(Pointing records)
---+---

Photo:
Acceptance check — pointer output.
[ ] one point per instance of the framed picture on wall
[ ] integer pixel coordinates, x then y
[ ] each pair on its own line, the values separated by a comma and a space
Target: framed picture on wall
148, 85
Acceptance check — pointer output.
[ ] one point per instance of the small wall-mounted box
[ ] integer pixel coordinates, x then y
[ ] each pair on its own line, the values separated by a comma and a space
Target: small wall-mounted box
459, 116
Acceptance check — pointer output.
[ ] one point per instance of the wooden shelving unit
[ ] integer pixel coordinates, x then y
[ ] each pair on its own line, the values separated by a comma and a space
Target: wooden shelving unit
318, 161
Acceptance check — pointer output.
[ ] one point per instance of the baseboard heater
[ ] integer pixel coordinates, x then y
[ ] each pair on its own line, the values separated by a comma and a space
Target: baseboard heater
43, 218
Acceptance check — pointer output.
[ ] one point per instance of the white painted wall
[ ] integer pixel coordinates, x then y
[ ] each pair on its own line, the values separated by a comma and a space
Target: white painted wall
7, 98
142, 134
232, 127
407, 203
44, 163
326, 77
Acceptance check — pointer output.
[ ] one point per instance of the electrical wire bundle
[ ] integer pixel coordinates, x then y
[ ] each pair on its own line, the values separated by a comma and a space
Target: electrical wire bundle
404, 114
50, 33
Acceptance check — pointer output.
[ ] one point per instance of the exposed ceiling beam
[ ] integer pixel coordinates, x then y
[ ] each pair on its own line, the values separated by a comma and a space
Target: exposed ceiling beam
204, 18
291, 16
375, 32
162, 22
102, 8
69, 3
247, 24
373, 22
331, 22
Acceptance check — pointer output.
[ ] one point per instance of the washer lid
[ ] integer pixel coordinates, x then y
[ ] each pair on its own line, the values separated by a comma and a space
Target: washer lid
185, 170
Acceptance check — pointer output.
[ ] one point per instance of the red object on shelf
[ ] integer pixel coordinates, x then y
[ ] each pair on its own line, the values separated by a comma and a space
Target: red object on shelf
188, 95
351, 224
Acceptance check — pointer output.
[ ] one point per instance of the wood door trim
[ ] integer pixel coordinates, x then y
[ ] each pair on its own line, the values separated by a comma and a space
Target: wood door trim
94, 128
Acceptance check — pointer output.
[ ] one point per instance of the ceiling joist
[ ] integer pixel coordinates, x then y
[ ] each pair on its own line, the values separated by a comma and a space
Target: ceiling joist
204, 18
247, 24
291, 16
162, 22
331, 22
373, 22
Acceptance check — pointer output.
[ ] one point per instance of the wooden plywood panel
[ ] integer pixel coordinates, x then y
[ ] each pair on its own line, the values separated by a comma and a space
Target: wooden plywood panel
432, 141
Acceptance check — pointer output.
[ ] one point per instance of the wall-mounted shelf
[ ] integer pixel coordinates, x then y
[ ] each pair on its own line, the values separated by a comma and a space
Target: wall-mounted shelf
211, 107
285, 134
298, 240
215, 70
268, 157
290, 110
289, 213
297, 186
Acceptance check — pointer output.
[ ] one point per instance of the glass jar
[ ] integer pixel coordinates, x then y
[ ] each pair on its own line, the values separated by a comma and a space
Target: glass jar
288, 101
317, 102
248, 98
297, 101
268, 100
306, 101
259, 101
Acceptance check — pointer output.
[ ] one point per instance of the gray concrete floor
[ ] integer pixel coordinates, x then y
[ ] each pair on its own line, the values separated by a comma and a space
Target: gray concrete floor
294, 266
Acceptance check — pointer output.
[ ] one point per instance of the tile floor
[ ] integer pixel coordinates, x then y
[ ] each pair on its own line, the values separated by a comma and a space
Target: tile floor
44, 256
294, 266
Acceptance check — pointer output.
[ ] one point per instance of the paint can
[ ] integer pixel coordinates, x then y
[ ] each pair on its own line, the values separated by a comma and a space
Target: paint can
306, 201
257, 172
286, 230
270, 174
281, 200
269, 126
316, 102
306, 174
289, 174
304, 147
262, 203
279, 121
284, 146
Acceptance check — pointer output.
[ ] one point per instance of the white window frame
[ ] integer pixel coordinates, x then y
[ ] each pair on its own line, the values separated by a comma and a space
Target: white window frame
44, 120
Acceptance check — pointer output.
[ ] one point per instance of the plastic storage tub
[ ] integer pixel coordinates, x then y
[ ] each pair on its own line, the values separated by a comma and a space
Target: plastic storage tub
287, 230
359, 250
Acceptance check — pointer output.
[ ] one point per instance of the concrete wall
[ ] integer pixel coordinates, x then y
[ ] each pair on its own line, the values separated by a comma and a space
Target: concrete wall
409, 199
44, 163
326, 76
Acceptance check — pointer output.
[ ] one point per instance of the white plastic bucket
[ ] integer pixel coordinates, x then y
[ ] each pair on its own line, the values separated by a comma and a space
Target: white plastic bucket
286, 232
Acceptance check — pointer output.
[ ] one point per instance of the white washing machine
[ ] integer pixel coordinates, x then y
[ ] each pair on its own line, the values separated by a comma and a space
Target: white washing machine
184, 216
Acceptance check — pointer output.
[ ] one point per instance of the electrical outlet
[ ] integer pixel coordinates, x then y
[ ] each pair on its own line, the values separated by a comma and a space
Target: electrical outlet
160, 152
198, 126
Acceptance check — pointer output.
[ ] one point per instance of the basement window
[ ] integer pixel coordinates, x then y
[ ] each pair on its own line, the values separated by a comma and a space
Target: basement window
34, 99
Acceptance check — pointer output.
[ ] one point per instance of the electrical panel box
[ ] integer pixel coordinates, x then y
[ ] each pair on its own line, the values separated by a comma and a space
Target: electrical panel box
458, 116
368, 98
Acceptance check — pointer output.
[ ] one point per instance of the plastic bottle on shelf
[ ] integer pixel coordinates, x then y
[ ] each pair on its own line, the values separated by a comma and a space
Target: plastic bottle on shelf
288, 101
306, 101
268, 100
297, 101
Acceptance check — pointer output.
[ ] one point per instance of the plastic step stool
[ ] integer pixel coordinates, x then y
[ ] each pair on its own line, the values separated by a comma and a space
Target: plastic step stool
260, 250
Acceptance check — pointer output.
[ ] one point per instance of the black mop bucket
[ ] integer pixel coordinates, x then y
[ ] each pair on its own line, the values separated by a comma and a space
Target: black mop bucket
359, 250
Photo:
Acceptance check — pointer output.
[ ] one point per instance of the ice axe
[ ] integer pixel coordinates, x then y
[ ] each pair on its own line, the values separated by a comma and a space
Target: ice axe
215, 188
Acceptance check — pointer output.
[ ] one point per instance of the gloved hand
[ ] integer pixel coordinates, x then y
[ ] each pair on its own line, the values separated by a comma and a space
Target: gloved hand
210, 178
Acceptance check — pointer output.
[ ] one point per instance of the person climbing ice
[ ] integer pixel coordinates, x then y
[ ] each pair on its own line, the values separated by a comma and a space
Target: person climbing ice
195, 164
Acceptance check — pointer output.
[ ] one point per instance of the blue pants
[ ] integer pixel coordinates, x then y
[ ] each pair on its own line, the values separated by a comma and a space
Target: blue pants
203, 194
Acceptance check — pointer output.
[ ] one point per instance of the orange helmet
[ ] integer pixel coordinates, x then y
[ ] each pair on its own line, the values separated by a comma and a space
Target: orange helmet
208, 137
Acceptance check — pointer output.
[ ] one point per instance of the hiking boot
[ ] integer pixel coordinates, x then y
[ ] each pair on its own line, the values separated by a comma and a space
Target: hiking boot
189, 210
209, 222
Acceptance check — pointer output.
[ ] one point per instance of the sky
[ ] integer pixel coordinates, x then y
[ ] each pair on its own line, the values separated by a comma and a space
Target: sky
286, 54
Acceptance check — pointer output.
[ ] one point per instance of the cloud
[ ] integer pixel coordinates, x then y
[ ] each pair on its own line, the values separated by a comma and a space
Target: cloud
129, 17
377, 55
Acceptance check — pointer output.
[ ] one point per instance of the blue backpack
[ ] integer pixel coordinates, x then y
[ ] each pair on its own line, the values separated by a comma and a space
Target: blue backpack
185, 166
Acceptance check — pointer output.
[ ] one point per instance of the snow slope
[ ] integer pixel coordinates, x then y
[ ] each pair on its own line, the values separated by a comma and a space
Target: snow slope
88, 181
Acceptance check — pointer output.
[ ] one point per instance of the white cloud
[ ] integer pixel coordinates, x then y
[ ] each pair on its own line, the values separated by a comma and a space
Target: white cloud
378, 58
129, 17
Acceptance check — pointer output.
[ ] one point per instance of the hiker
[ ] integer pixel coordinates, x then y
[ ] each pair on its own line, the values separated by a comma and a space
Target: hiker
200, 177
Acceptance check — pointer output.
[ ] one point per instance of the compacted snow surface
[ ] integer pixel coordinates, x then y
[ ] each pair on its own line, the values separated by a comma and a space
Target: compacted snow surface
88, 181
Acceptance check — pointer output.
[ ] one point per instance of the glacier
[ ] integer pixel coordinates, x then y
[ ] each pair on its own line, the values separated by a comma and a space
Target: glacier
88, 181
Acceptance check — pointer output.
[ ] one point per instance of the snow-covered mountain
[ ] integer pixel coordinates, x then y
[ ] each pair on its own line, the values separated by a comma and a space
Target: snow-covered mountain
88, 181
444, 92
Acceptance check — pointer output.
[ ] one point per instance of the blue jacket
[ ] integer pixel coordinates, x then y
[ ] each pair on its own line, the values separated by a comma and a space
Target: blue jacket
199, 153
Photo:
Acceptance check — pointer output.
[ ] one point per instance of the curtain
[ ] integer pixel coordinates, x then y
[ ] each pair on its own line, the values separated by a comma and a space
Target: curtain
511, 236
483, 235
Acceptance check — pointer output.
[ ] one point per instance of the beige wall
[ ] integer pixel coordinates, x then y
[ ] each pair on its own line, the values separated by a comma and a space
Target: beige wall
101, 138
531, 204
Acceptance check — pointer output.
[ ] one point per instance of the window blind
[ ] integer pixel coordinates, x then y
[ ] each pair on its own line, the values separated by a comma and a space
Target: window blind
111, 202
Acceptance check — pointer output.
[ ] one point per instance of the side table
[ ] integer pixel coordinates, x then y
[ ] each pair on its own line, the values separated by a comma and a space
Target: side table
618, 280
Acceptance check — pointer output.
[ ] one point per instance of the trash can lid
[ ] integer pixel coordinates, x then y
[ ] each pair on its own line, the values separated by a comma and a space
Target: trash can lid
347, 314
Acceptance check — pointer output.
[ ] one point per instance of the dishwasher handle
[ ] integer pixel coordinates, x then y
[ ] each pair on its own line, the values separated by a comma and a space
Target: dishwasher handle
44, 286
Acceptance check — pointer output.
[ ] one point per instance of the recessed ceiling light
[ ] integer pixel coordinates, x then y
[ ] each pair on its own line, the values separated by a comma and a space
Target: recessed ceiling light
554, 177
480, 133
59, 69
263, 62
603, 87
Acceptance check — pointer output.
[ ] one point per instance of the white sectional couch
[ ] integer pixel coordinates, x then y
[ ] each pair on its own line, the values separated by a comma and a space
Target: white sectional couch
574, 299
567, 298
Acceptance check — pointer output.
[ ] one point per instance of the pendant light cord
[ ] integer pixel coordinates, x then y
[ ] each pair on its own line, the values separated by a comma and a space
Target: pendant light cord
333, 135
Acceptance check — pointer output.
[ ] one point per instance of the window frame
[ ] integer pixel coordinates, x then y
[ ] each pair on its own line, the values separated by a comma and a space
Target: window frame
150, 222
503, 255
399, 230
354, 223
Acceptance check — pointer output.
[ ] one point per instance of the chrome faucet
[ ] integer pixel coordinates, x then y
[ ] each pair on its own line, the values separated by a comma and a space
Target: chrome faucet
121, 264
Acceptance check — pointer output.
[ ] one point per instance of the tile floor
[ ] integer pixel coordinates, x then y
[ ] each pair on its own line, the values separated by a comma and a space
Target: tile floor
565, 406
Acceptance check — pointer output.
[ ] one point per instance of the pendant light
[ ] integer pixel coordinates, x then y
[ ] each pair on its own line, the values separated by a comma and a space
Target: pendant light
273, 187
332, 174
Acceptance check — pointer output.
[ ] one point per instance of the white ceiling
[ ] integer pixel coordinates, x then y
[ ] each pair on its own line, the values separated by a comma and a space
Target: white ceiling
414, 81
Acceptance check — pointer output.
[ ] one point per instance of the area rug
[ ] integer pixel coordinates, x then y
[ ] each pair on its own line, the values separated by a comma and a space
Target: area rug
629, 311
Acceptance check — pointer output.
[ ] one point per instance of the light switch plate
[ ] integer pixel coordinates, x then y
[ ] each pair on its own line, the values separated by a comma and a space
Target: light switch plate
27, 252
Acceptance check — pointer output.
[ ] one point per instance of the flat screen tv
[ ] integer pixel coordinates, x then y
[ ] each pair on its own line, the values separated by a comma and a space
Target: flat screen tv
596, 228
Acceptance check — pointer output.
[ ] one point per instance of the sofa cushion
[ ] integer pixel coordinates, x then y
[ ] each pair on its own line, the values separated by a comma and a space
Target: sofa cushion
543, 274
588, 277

---+---

### What you need to do
Pick out each line of the records above that contains the word "unit", and copy those lines.

### Problem solution
[ ] one point per instance of the wooden shelving unit
Target: wooden shelving unit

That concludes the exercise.